■ Task to complete ■
Can you copy the records below word for word, leaving the pictures out?

(Point annotation dataset records)
※
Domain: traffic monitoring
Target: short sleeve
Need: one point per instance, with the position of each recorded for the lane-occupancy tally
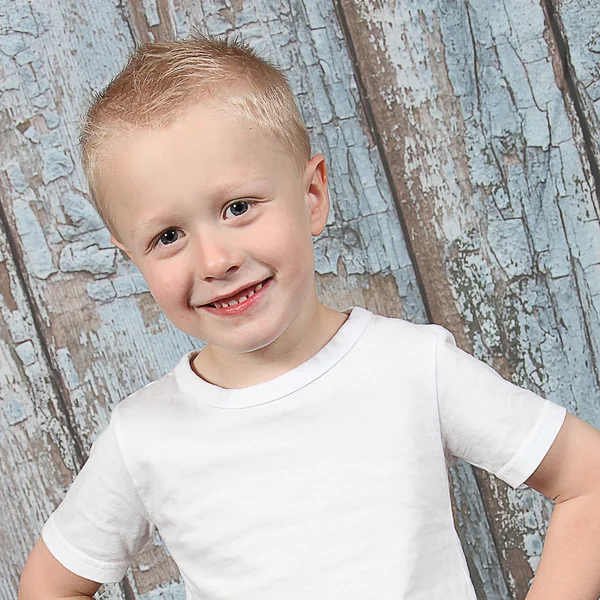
(488, 421)
(101, 524)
※
■ The completed task ■
Domain: traffic monitoring
Target: short sleeve
Need: one point per instance, with the position of each recorded for the lane-occupancy tally
(488, 421)
(101, 524)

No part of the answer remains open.